▸ **Objective**:
Here are some records; return them all exactly.

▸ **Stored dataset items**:
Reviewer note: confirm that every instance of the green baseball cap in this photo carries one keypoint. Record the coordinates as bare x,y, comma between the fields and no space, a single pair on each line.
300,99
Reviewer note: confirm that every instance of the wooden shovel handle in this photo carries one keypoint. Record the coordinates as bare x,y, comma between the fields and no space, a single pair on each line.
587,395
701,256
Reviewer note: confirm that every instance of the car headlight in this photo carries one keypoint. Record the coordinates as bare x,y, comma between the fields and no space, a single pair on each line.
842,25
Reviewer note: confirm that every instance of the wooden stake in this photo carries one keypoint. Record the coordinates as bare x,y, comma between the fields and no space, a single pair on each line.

▸ **Solution**:
Reviewer note: confirm that every instance of the green baseball cap in this photo carries one keypoint. Record the coordinates as bare x,y, comma between the fields and no space, a single pair on each line.
300,99
Reviewer note: confirm that every instance of the wooden shovel handle in this photo carries one keypoint. Record the coordinates as bare x,y, comma between the fields and no space, a single pair on each line.
587,395
701,256
Reviewer note: confirm that every instance of the car headlight in this photo carries one keypoint. Record the coordinates as bare x,y, comma between the fields and no space, a single pair on each line.
842,25
Reviewer note: confirm that every instance of the wooden stake in this photo carries one keypoint. Record the coordinates as bare x,y, comma between the fields and no space, a single pair on each line.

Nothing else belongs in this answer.